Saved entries

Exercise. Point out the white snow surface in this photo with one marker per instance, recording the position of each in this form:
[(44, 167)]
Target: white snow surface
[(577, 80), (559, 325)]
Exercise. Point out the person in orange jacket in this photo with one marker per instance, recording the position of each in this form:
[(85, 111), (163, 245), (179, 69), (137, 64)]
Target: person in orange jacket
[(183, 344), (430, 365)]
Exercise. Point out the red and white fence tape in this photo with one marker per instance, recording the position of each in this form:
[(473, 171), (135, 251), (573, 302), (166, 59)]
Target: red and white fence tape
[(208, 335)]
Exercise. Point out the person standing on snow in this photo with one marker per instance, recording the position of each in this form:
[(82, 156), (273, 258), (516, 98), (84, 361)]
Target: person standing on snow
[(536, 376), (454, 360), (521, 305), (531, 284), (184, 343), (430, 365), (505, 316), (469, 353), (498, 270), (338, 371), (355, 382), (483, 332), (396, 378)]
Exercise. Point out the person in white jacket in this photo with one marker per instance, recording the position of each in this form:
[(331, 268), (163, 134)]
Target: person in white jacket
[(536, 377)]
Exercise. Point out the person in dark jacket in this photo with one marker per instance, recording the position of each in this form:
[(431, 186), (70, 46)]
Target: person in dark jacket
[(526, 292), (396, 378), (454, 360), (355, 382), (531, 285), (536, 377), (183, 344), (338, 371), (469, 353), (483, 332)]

WHAT YOU SHOULD DO:
Reproduce the entries above in full, so that each one reads exactly as before.

RESPONSE TO THE TASK:
Exercise. Point out the white snow surface in this photo with one marker per instance, recording the position of each in this form:
[(44, 167)]
Target: white snow surface
[(577, 80), (559, 325)]
Exercise. Point out the person in orange jacket in this photo with one marker per instance, recording the position of each in this form:
[(85, 111), (163, 245), (179, 69), (137, 64)]
Target: person in orange jacket
[(183, 344), (430, 365)]
Exercise. Point out the red and white fence tape in this photo with one marker per instance, recording the position of each in this form:
[(473, 171), (135, 251), (573, 302), (166, 59)]
Target: red and white fence tape
[(208, 335)]
Exercise. Point out the person standing on snow in this photo with one marker per instance, recording the position of each in this form:
[(82, 156), (273, 258), (516, 98), (84, 361)]
Target: person standing on snow
[(536, 376), (454, 360), (521, 305), (531, 284), (184, 343), (430, 365), (505, 316), (469, 353), (498, 270), (338, 371), (355, 382), (483, 332), (396, 378)]
Exercise. Point out the person in white jacket in this photo with one marker per instance, recording the position of each in this form:
[(331, 268), (163, 134)]
Target: person in white jacket
[(536, 377)]
Exercise. Point out the person in dark jacket in this photo with one marker per instance, recording the position of each in this form:
[(431, 186), (70, 46)]
Target: person in dark jacket
[(526, 292), (396, 378), (454, 360), (355, 382), (531, 285), (536, 377), (183, 344), (338, 371), (469, 353), (483, 332)]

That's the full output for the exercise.